--- Start ---

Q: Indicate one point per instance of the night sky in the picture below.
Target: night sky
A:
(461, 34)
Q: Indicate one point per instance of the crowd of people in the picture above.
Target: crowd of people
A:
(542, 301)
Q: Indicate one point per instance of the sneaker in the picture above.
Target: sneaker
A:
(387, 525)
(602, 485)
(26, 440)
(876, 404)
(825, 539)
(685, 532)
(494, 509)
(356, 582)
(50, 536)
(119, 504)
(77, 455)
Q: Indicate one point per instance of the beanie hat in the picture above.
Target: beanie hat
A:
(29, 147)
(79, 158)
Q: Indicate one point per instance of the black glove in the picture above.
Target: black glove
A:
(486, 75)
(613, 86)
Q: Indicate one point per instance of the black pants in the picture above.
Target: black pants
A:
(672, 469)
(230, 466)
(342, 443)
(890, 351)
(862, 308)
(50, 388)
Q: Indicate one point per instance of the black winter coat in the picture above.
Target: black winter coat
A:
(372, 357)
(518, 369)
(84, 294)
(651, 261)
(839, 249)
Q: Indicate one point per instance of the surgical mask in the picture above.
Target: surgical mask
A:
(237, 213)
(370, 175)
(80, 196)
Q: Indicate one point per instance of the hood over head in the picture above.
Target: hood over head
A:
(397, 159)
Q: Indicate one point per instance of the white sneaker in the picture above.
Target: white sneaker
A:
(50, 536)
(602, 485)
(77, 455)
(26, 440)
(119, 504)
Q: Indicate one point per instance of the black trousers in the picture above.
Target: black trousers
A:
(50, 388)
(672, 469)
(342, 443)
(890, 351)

--- End ---

Objective: Rewrite all of the material above with "instance" changed to "occurrence" wherever it appears, keeping everything else the same.

Response:
Q: Indicate one point per occurrence of the night sky in the picture below.
Target: night sky
A:
(461, 34)
Q: Indicate one point per occurrence of the crowd of people in the picture above.
Target: crowd of people
A:
(542, 301)
Q: Indicate one point per occurrence of the sneaker in the picture above.
Target: sneaker
A:
(387, 525)
(602, 485)
(26, 440)
(876, 404)
(825, 539)
(685, 532)
(494, 509)
(356, 582)
(50, 536)
(119, 504)
(77, 455)
Q: Indicate one point per occurrence of the beanie hat in the picture above.
Target: beanie hat
A:
(29, 147)
(79, 158)
Q: Indicate one point per occurrence of the black glove in the picture above.
Target: black glove
A:
(486, 75)
(613, 86)
Q: Indicate one point per occurrence of the black pants in the picture above.
Target: black pants
A:
(672, 469)
(230, 466)
(342, 443)
(890, 351)
(862, 308)
(50, 388)
Q: Indicate one point per occurrence of the black winter coat in the picture above.
Target: black winter coat
A:
(372, 357)
(518, 369)
(84, 294)
(651, 261)
(839, 249)
Q: Indicate one point per occurrence of the surgical mask in the picture above.
Target: surgical mask
A:
(237, 213)
(370, 175)
(80, 196)
Q: Indicate one point per occurrence of the hood over head in the picture above.
Target: hood over head
A:
(397, 159)
Q: Indicate one point per occurrence of the white sneaker in the picture above.
Target: white sneaker
A:
(50, 536)
(602, 485)
(77, 455)
(26, 440)
(119, 504)
Q: Indicate one point per occurrence of the black trousers in the picture above.
Target: black trousers
A:
(50, 388)
(672, 469)
(342, 443)
(890, 351)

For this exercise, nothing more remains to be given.